## DATA RECORDS
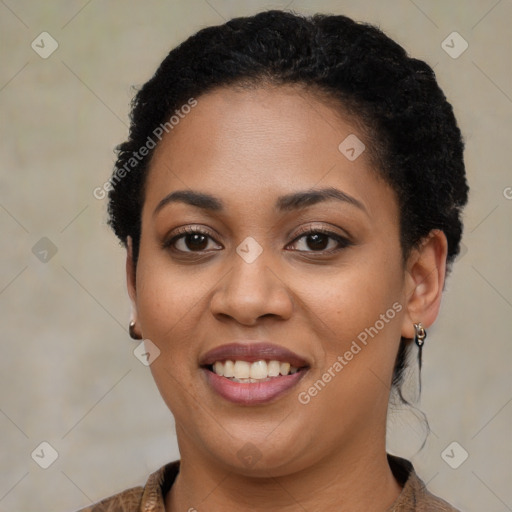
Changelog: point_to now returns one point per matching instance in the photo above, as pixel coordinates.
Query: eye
(320, 240)
(192, 239)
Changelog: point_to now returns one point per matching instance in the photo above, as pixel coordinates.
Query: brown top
(150, 498)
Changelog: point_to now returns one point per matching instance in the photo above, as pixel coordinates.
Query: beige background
(68, 375)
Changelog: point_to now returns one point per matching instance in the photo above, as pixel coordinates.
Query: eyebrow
(288, 202)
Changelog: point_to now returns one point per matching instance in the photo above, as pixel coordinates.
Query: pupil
(317, 241)
(196, 241)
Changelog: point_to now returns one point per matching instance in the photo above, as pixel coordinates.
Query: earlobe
(426, 270)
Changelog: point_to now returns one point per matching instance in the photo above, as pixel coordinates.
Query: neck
(354, 481)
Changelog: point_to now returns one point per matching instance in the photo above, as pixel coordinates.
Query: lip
(253, 393)
(251, 352)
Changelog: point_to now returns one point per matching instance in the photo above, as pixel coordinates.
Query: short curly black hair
(416, 144)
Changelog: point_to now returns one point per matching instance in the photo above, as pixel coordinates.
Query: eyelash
(342, 241)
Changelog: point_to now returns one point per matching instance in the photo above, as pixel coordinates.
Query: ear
(424, 282)
(130, 275)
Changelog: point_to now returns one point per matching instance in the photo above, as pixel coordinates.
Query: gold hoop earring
(133, 333)
(420, 334)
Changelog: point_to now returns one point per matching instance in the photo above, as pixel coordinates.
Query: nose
(251, 291)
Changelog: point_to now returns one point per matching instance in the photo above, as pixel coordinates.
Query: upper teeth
(257, 370)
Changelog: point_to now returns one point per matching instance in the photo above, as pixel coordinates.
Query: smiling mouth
(245, 372)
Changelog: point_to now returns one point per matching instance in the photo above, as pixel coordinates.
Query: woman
(290, 198)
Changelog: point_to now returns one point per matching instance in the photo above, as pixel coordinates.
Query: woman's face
(251, 173)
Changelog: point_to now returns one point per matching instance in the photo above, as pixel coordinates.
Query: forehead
(244, 143)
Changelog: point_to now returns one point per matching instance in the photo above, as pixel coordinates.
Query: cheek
(166, 299)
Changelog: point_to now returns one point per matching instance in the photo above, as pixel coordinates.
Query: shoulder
(415, 495)
(151, 496)
(126, 501)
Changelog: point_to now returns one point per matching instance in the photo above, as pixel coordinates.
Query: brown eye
(192, 240)
(320, 241)
(317, 241)
(195, 241)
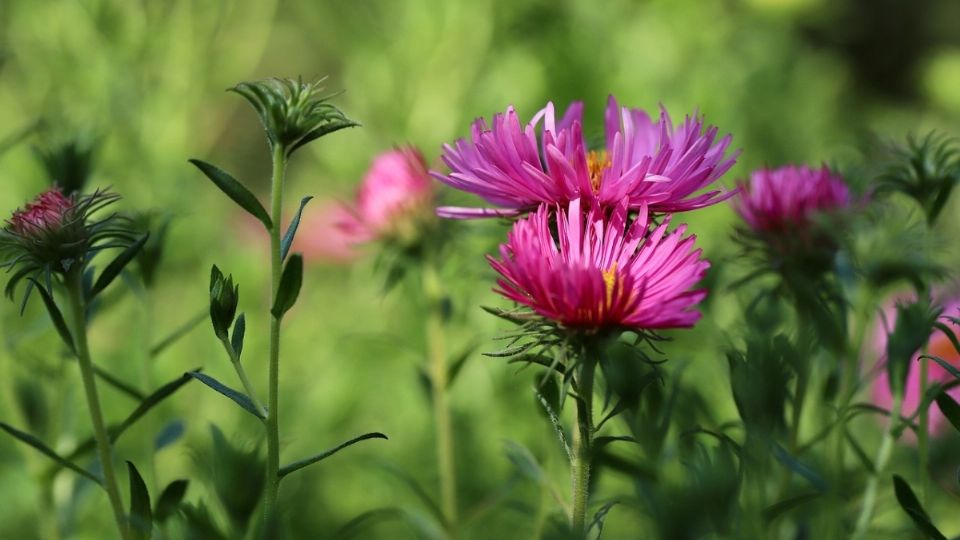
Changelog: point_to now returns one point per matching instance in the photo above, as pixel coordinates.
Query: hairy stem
(582, 447)
(439, 378)
(273, 388)
(104, 449)
(923, 435)
(883, 456)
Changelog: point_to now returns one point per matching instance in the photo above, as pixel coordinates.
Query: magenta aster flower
(396, 190)
(601, 272)
(49, 211)
(786, 198)
(644, 161)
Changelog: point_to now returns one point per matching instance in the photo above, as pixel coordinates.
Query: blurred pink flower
(601, 272)
(644, 162)
(940, 346)
(48, 211)
(322, 237)
(396, 190)
(786, 198)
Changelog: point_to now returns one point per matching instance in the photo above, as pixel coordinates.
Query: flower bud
(224, 296)
(293, 112)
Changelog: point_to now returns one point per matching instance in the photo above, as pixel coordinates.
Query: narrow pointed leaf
(47, 451)
(290, 282)
(55, 316)
(949, 408)
(237, 397)
(170, 499)
(239, 329)
(235, 190)
(150, 402)
(323, 455)
(292, 230)
(141, 516)
(117, 265)
(911, 505)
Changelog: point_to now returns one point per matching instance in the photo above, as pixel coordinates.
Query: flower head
(644, 162)
(938, 345)
(293, 112)
(395, 193)
(601, 271)
(54, 233)
(786, 199)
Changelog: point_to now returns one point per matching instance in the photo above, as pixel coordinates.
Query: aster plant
(600, 274)
(51, 243)
(293, 113)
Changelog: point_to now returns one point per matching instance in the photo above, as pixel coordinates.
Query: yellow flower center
(610, 279)
(597, 162)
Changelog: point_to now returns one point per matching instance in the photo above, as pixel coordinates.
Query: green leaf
(908, 501)
(170, 499)
(290, 282)
(239, 330)
(949, 408)
(235, 190)
(47, 451)
(287, 469)
(55, 316)
(148, 403)
(292, 230)
(141, 517)
(237, 397)
(117, 265)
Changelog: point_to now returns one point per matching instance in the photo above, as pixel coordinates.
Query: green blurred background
(792, 80)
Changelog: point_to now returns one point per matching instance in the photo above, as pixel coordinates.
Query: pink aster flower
(644, 161)
(786, 198)
(940, 346)
(396, 190)
(47, 212)
(600, 271)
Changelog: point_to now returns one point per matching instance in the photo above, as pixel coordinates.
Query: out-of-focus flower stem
(273, 389)
(582, 445)
(883, 456)
(74, 288)
(923, 434)
(439, 379)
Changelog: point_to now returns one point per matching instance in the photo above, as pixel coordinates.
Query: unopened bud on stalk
(293, 112)
(224, 296)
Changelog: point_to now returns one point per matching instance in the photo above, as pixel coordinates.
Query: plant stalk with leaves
(293, 114)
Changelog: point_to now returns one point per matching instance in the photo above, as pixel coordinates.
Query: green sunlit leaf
(235, 190)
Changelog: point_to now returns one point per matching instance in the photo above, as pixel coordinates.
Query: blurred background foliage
(792, 80)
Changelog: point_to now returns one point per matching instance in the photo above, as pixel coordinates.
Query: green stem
(104, 450)
(273, 387)
(923, 436)
(883, 456)
(439, 377)
(582, 447)
(242, 374)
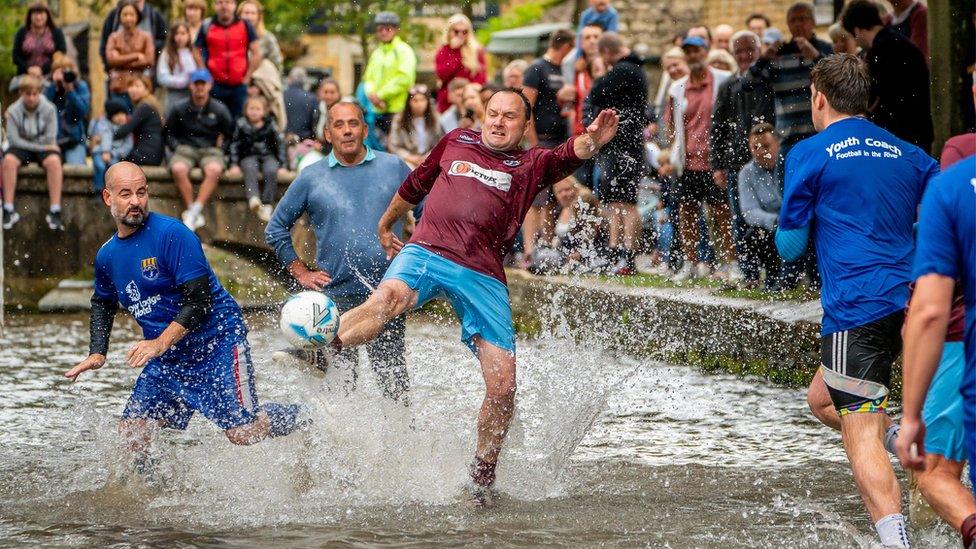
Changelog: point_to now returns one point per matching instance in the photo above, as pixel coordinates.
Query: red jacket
(447, 65)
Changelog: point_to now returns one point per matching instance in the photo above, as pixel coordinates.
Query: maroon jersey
(477, 197)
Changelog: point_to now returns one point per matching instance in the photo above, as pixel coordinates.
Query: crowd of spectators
(694, 176)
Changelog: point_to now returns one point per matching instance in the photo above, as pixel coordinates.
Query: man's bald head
(123, 171)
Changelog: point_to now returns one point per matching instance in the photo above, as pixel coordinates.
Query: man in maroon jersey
(478, 188)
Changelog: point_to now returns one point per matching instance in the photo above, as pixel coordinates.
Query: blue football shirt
(143, 273)
(947, 246)
(857, 187)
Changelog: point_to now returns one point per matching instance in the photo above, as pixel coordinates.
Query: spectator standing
(328, 94)
(253, 12)
(546, 89)
(722, 36)
(738, 108)
(176, 63)
(390, 72)
(258, 149)
(911, 20)
(451, 118)
(786, 68)
(842, 40)
(302, 113)
(514, 73)
(760, 198)
(106, 149)
(145, 125)
(688, 121)
(70, 95)
(345, 197)
(150, 21)
(460, 56)
(758, 23)
(129, 51)
(621, 161)
(36, 42)
(194, 12)
(195, 130)
(899, 75)
(416, 129)
(229, 48)
(32, 132)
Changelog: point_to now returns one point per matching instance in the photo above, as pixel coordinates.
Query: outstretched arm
(598, 134)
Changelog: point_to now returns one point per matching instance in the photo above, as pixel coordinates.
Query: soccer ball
(309, 319)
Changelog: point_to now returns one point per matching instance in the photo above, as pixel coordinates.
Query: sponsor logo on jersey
(150, 268)
(499, 180)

## PROBLEM TO SOLVE
Should a picture appear among the entries, skip it and copy the rest exactly.

## RESPONSE BOX
Changelog: point_to now returns one point per matching instance in the photo above, as pixel coordinates.
Query: eye
(320, 240)
(192, 239)
Changelog: point_to now returns one point per matching instance in the photo above, as pixel coordinates.
Query: brown top
(150, 498)
Changelog: point_to now returns one point per matching instance in the photo above, as pixel coordinates.
Query: beige background
(68, 375)
Changelog: point_to now returns one point per matching instance in the photo above, as pixel coordinates.
Query: eyebrow
(288, 202)
Changelog: point_to now returns one point per matching instance in the photo above, as pixel coordinates.
Query: pupil
(317, 241)
(196, 241)
Changelog: point_to now returns one point per matching instance in the photo above, as pixel coordinates.
Query: earlobe
(426, 270)
Changelog: point_to now returns one point per matching instance in the photo above, as pixel coordinates.
Query: neck
(354, 481)
Changelog: point_to now returns one point per matching instance in the photo above, as pixel coordinates.
Query: lip
(253, 393)
(251, 352)
Changelog: point_to now returns one point per matching instance in the photo above, as pixel coordinates.
Query: short curly black hair
(416, 144)
Changelog: point_to now returns one point per matching instance in the photo above, as pixel coordinates.
Query: eyelash
(342, 241)
Changelog: point_to now returns one point per matching instance in the photo above, as pixel coordinates.
Query: ear
(424, 282)
(130, 275)
Changelog: point_to now returns one point per matching instance in the photo above, as pixel coordinates.
Query: gold hoop earring
(133, 333)
(420, 334)
Changelog: point_to now returns one point per matching instance in the photo above, as pixel coordinates.
Query: nose
(251, 291)
Changelog: point_to now returns one point per matching instance in the photo above, as pixel coordinates.
Query: upper teeth
(257, 370)
Changelog: point_to now returns one point per matching instance in the photo above, as pixel coordinates.
Query: smiling mouth
(245, 372)
Changelog: point_to now returns one point per matching instance in the photo above, as pixel coordinates.
Query: woman
(290, 198)
Changelog: point_to now returns one point per matching instance in the photo above, as pixel coordinates.
Query: woman's face
(251, 173)
Changelog: point_to now returns one point per matching instance in the photo above, as pixel coordinates.
Query: forehead
(244, 143)
Changelog: point_to now returns one point per matching instance in the photo above, as pixel coordinates.
Query: cheek
(166, 299)
Changelog: point_to now returns one point per matching instance in the photo above, as pixel coordinates.
Query: shoulder
(415, 495)
(151, 496)
(126, 501)
Changelog: point_to now returns one point per matching instance in the photo above, as pixel coordinates.
Query: brown eye
(192, 240)
(320, 241)
(317, 241)
(195, 241)
Changelog: point_to now returns one point per matching instance in the photo above, as pixel coordinates.
Query: hairy stem
(582, 447)
(439, 378)
(273, 388)
(104, 449)
(923, 435)
(883, 456)
Changelog: point_to now returns one point per matching instance in the photo above, as pixel coordinates.
Query: magenta aster flower
(396, 190)
(601, 272)
(49, 211)
(786, 198)
(644, 161)
Changelog: point_to now returns one point per matching instance in the photo above, as pixel coordinates.
Query: blurred pink flower
(601, 272)
(644, 162)
(940, 346)
(48, 211)
(322, 237)
(396, 190)
(786, 198)
Changelog: point_to now returns one point per matching instance in the photo above, as pixel coordinates.
Query: flower bud
(224, 296)
(293, 112)
Changelog: point_to now returns one point per matching instance in the photo above, as pixel coordinates.
Query: narrow pointed leaf
(47, 451)
(290, 282)
(55, 316)
(949, 408)
(237, 397)
(170, 499)
(239, 329)
(235, 190)
(150, 402)
(323, 455)
(292, 230)
(141, 516)
(117, 265)
(911, 505)
Changelog: point_to now returns one point per matching instance in the photo above, as pixel coordinates.
Query: flower head
(644, 162)
(938, 345)
(293, 112)
(395, 193)
(601, 271)
(54, 233)
(786, 199)
Changelog: point_to now returns one point per matching instance in the photo above, as pixel coordinates.
Query: aster plant
(600, 274)
(51, 243)
(293, 113)
Changelog: point_to now returns one point per matching instance in the photo above, as pixel coordinates.
Query: yellow flower center
(610, 279)
(597, 162)
Changelog: point_to now returns one point per matching instance in the photo above, as pixel coordinates.
Query: green leaf
(908, 501)
(170, 499)
(290, 282)
(239, 330)
(949, 408)
(235, 190)
(47, 451)
(287, 469)
(55, 316)
(148, 403)
(292, 230)
(141, 517)
(237, 397)
(117, 265)
Changelog: point_to now returns one point per matching instance in the photo above, as pixel coordinates.
Query: green blurred background
(792, 80)
Changelog: point_to now returns one point per matching instance in the photo above, as pixel coordinates.
Query: pink aster flower
(644, 161)
(786, 198)
(940, 346)
(396, 190)
(47, 212)
(600, 271)
Changelog: point_to now returns one point per matching instance in the photo above, as pixel coordinates.
Query: out-of-focus flower stem
(273, 389)
(582, 445)
(883, 456)
(74, 288)
(923, 434)
(439, 379)
Changelog: point_to now returns one point per matching instance in the photo above, as pixel coordinates.
Query: unopened bud on stalk
(293, 112)
(224, 296)
Changelog: point_to now returns one point per matching instance in the photo above, as pixel coordinates.
Query: plant stalk with leaves
(293, 114)
Changelog: point_to now returns one point per matching instance in the photo above, as pixel coordinates.
Query: green sunlit leaf
(235, 190)
Changelog: point_to now returns one point per matching instance in the photo above, as pixel coordinates.
Query: blurred background foliage
(792, 80)
Changelog: point_to now returns one point per matching instance in the photo above, as pixel coordinates.
Query: green stem
(104, 450)
(273, 387)
(923, 436)
(883, 456)
(439, 377)
(582, 447)
(242, 374)
Changelog: point_to now returns one point per matching instance in the photo above, as pixel coordinates.
Query: red jacket
(447, 65)
Changelog: point_to now returns one point per matching instance in the photo above, as pixel coordinates.
Query: maroon jersey
(477, 197)
Changelog: point_to now returns one point per matching instance in the photo above, as pixel coordinates.
Query: crowd of spectators
(694, 176)
Changelog: point_to now returns one point per matching instance in the photo above, as pixel coordinates.
Query: man's bald head
(123, 171)
Changelog: point_to now returns one point per matching instance in the photo above, as pixel coordinates.
Query: man in maroon jersey
(478, 188)
Changelog: point_to now returns one point per matching instance in the photo above, as pixel coordinates.
Query: blue football shirt
(143, 273)
(947, 246)
(857, 187)
Changelog: point_to now returns one point per matching instance in the photo above, as pixel coordinates.
Query: spectator standing
(328, 94)
(253, 12)
(546, 89)
(722, 36)
(738, 108)
(176, 63)
(390, 72)
(258, 149)
(911, 20)
(451, 118)
(786, 68)
(842, 40)
(302, 113)
(514, 73)
(760, 198)
(106, 149)
(145, 125)
(688, 121)
(70, 95)
(345, 197)
(150, 21)
(460, 56)
(758, 23)
(129, 51)
(621, 161)
(36, 42)
(194, 12)
(195, 130)
(899, 75)
(416, 129)
(229, 48)
(32, 132)
Changelog: point_to now returns one point per matching instance in the photo above, as pixel coordinates.
Query: outstretched arm
(598, 134)
Changelog: point_to now returns one point per matching instance in the photo above, as pixel coordinates.
Query: soccer ball
(309, 319)
Changelog: point_to now returns one point per matching instance in the photo above, as pixel coordinates.
Query: sponsor logo on jersey
(150, 268)
(499, 180)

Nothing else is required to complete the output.